> [Problem]:
Pictures should be excluded; otherwise, copy every entry exactly.

> [Material for the task]:

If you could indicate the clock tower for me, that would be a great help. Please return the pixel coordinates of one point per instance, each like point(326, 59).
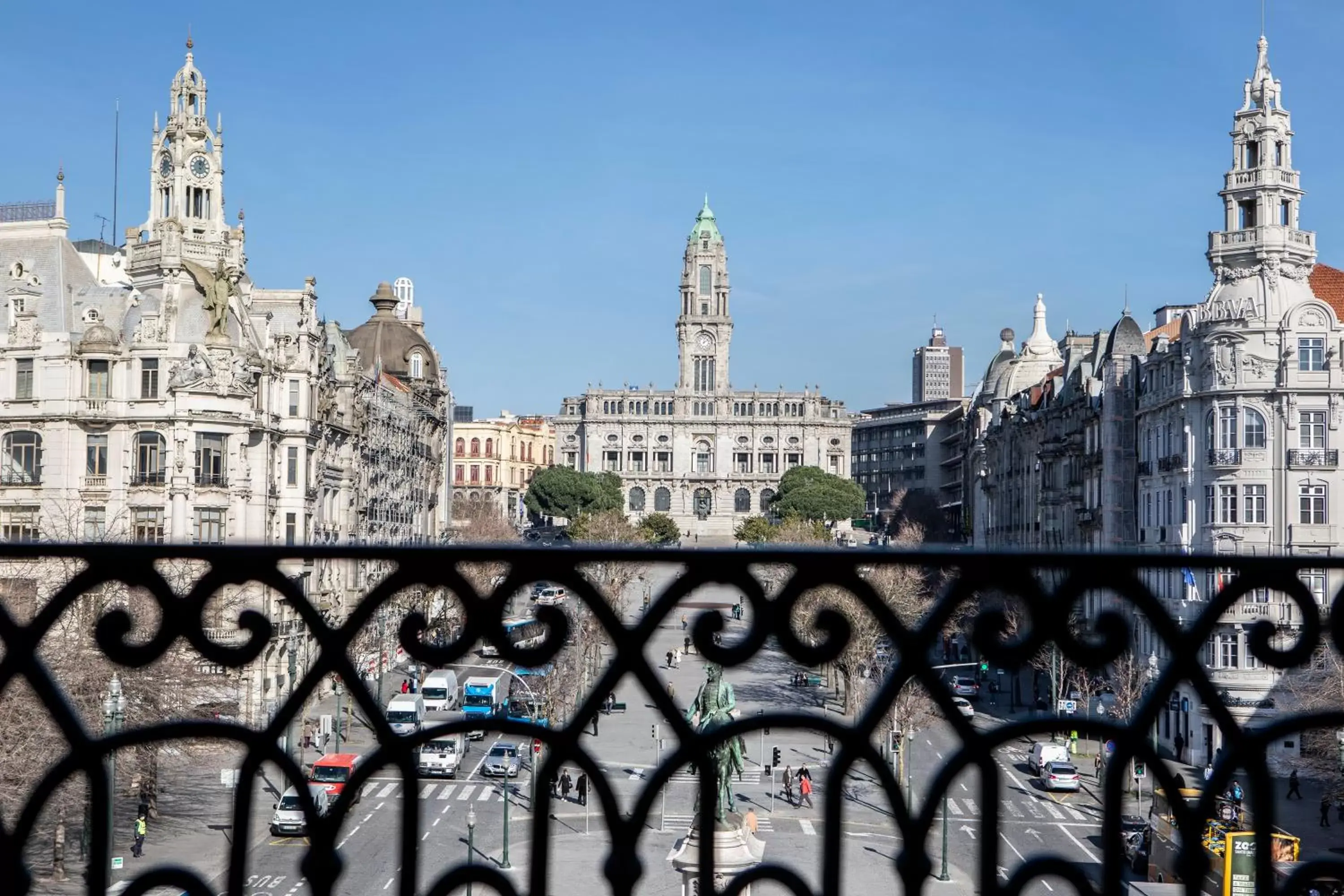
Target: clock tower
point(187, 171)
point(705, 327)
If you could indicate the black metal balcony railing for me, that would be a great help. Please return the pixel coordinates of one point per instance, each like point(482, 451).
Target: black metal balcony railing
point(974, 585)
point(1314, 457)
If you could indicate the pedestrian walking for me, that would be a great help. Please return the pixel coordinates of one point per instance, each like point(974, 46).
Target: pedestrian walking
point(139, 849)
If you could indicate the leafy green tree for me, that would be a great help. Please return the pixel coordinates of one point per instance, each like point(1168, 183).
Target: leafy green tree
point(756, 530)
point(659, 528)
point(815, 495)
point(565, 492)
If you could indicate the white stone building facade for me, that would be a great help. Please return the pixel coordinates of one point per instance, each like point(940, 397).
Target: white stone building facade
point(703, 453)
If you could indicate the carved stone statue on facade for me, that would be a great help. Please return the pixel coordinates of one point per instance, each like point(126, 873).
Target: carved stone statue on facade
point(218, 288)
point(194, 369)
point(710, 711)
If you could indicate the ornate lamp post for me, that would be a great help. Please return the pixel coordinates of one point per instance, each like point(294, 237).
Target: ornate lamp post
point(471, 841)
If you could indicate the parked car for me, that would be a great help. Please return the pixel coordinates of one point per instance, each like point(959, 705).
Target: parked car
point(964, 687)
point(551, 595)
point(502, 761)
point(1060, 775)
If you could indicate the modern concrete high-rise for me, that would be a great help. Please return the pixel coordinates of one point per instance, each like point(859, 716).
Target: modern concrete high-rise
point(939, 371)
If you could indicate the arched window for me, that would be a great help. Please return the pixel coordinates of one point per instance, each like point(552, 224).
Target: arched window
point(22, 458)
point(150, 458)
point(1254, 432)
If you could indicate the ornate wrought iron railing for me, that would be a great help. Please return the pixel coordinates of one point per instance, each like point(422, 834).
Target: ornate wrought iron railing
point(980, 587)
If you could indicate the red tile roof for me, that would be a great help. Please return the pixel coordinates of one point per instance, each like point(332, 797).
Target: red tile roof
point(1328, 285)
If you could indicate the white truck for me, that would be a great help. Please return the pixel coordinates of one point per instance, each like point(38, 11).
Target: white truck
point(441, 757)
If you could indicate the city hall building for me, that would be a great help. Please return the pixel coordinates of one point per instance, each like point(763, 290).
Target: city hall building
point(702, 453)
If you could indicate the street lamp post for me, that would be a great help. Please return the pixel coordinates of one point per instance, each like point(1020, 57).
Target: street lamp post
point(471, 841)
point(113, 716)
point(339, 692)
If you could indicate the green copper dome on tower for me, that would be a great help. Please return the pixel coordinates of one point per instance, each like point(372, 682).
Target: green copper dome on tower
point(705, 225)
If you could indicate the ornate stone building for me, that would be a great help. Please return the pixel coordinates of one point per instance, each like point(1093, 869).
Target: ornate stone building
point(178, 401)
point(706, 454)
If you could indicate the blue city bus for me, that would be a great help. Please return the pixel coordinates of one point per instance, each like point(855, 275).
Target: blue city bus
point(522, 632)
point(523, 708)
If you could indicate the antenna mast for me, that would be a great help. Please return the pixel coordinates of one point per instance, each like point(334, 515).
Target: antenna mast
point(116, 168)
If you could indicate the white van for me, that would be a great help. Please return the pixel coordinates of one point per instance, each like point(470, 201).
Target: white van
point(406, 714)
point(440, 691)
point(1045, 751)
point(289, 817)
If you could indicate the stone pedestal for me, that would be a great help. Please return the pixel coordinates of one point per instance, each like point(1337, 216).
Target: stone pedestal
point(736, 849)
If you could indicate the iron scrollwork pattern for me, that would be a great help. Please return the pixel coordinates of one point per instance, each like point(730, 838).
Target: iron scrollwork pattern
point(1050, 587)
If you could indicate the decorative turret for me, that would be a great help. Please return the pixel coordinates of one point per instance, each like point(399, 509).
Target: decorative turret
point(705, 327)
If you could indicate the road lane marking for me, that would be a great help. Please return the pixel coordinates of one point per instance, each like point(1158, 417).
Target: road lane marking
point(1081, 845)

> [Answer for this exercise]:
If you could indicate the clock tower for me, that would be a great help. Please return the pixel coordinates of one point per instance, each like point(326, 59).
Target: clock tower
point(187, 171)
point(705, 327)
If you could indicate the black metal balcony railing for me, that would be a great help. Please return the pixel coordinates of one point per instance, each like point(482, 451).
Target: black metal balcony railing
point(974, 585)
point(1314, 457)
If you could indicate the pedestrian walking for me, that would be a great help. Please return the pixel coordinates of one point per instance, each like point(974, 46).
Target: pedestrian walking
point(139, 849)
If you could indicate the leafy green tree for me, that would be a great help. Please return the pixel coordinates of one point per instance, each like point(1168, 183).
Target: leafy green tree
point(756, 530)
point(659, 528)
point(815, 495)
point(565, 492)
If you could indicate the white stone building facade for me, that would be a great help. Please return the pixel coordinates of one point per instance, each like point(940, 397).
Target: white stone building facade
point(703, 453)
If you could indicate the carved stone statue on facade for me, that would be a great help. Please return the pixel coordinates of one point per instance, each like point(126, 873).
Target: carved stone statue on facade
point(218, 288)
point(194, 369)
point(710, 711)
If you could indicate the ornate lamp post for me, that would be a great help. Please return the pixel coordinates of one point per instance, each like point(294, 237).
Target: ornate lamp post
point(471, 841)
If you could indicate the parked car for me, that would be a great help. Please return the pixel coordinates of one point per instance, each like point(959, 705).
Target: parked car
point(964, 687)
point(551, 595)
point(502, 761)
point(1060, 775)
If you could indicate the modern concrete high-rise for me, that would be a great help. Please return the pixel coordinates of one point per instance, each like point(859, 716).
Target: modern concrete high-rise
point(939, 371)
If you could indicate the arched window for me, that would be a great help. Please return the pixel coordinates of one point per instance, each like point(552, 224).
Target: arched window
point(22, 458)
point(150, 458)
point(1254, 432)
If you could indicate the ornate wrought iron railing for me, that would be a great help. Please return the pixel coordinates of one point per instance, each like point(422, 834).
Target: ornate wrought iron railing
point(980, 587)
If you could indicate the red tile roof for me, that would be a great help. Please return the pixel coordinates of one point per instance, each like point(332, 797).
Target: red tile roof
point(1328, 285)
If you could indicate the white truck for me, that would be a great help. Please return the pixel coordinates of one point per instance, each like point(38, 11).
Target: white truck
point(441, 757)
If you could indicate the city hall building for me, that would be a great help. Please return the pixel coordinates of one point per instance, each like point(763, 290).
Target: city hall building
point(702, 453)
If you could indicate the street lamp post for me, that would be a great help. Please return the pixel coordinates of one point per instance, each like point(1020, 57).
Target: street lamp post
point(471, 841)
point(113, 716)
point(339, 692)
If you could indicate the green copper dome on tower for me, that would be a great help. Please return the pixel coordinates of one point per instance, each like point(372, 682).
Target: green copper dome on tower
point(705, 225)
If you could indicate the ornate stone building for me, that would be a great help. Please return the pixel coordinates of one point per instance, each like point(1093, 869).
Target: ornate stone building
point(178, 401)
point(706, 454)
If you could indicate the blue city bus for me, that would be a great help. Please return the pixel coordinates of one point per instance, each like point(855, 275).
Target: blue city bus
point(522, 632)
point(523, 708)
If you could indicate the antenna mast for me, that would be a great help. Please return the pixel coordinates of one point per instance, each like point(334, 515).
Target: antenna mast
point(116, 168)
If you could indicate the white van for me, that would be a great help. Please return the pixel coordinates of one point per instance, each like point(470, 201).
Target: white van
point(406, 714)
point(440, 691)
point(1045, 751)
point(289, 817)
If you could indicate the stone pedestal for me, that would be a great help. Please return the pixel coordinates of one point per instance, each like point(1337, 216).
Target: stone pedestal
point(736, 849)
If you could indicate the iron scrollwork pattern for me, that would be a great help. Please return the pixel coordinates of one point per instance, each like point(730, 838).
Target: iron scrollwork pattern
point(1050, 587)
If you could indicate the decorative turret for me, that would be a great help. Please return the pixel coordinates of one point per instance, each like point(399, 509).
Target: decorative turret
point(705, 327)
If you could indicate the road lane marking for me, that would be a great help. Please return the pixel coordinates of one point per instance, each like point(1158, 417).
Target: road lane marking
point(1081, 845)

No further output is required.